__Aim of the exercise__
Copy the lines of the listing below, from the line containing "shrub and report the position of each." through the end of the listing, with the requests left unchanged. Raise every coordinate in the answer points by 26.

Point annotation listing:
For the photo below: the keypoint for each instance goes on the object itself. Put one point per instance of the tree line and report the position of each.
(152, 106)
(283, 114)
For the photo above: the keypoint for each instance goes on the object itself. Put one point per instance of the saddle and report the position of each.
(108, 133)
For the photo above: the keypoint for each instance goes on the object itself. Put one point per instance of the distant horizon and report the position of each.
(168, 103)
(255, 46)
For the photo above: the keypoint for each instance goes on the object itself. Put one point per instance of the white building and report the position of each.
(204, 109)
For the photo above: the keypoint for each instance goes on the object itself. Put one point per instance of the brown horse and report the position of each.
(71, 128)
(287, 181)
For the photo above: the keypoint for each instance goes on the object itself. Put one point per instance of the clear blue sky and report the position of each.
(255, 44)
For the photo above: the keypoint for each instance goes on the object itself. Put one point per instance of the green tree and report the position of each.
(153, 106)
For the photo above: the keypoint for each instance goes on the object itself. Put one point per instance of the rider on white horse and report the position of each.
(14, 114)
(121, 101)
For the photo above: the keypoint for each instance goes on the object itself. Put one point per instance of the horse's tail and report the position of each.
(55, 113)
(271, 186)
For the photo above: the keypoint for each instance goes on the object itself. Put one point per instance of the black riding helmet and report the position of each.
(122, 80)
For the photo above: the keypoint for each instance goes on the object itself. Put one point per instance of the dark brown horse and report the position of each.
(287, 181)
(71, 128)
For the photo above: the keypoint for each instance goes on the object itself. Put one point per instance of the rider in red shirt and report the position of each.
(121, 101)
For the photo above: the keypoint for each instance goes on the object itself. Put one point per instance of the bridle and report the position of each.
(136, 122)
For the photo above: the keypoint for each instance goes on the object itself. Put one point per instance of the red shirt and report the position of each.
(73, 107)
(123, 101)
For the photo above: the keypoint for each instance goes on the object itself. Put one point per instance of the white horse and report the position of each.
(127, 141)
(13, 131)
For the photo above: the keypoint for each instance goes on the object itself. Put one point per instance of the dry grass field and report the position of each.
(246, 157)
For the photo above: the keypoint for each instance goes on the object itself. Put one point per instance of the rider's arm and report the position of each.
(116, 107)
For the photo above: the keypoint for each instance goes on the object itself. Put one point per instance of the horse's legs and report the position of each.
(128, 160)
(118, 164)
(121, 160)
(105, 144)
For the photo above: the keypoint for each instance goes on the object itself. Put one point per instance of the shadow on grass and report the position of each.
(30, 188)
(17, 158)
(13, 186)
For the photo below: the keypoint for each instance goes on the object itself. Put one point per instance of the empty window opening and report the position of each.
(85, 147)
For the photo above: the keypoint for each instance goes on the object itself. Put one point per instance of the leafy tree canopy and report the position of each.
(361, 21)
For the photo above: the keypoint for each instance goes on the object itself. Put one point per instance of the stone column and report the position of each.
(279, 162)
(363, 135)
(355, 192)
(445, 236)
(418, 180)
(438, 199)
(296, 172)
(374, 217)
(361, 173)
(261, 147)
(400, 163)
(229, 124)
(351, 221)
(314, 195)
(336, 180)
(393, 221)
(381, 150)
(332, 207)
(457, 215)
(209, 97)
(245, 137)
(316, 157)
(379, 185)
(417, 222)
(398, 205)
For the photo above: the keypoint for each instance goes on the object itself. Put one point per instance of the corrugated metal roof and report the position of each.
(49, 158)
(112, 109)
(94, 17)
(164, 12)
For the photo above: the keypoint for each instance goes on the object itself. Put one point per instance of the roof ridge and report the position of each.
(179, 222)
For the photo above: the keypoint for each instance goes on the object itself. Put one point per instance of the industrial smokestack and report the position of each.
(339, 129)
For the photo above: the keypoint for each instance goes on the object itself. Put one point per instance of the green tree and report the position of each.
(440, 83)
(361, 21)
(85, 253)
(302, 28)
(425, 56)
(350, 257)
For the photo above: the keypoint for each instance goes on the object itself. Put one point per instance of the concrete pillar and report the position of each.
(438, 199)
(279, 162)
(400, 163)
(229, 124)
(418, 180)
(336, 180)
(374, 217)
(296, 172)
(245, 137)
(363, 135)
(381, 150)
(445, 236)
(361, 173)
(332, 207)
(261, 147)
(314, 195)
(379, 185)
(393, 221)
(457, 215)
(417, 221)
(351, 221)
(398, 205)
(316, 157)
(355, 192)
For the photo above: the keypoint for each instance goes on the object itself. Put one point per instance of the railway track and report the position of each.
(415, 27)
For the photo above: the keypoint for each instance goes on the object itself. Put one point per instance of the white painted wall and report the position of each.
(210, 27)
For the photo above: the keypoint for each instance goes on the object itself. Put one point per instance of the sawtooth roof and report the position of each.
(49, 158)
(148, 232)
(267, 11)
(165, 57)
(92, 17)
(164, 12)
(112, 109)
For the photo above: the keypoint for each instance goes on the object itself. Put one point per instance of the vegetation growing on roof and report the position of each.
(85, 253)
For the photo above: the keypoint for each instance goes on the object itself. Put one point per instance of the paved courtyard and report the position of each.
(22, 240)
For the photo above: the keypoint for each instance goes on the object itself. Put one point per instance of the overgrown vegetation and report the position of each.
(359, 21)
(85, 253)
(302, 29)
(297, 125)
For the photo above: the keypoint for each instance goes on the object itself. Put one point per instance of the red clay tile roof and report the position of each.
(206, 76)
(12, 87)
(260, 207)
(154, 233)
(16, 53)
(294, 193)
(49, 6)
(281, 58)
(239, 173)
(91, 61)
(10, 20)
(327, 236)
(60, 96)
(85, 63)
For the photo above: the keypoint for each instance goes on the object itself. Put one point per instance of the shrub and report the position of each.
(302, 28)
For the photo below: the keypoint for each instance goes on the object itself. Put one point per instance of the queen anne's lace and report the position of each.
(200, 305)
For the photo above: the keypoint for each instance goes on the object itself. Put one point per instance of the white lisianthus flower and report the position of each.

__Response for this exercise__
For the photo above: the keypoint for each instance goes on the object itself. Put one point per instance of the shrub and report the position of each.
(328, 54)
For the photo below: the keypoint for each instance goes on the object itself. Put one point per instance of the queen anne's lace and report the position of each.
(226, 331)
For the photo above: the keypoint for each instance goes on the object itself. Put one point per instance of the white lisianthus flower and report the position of each.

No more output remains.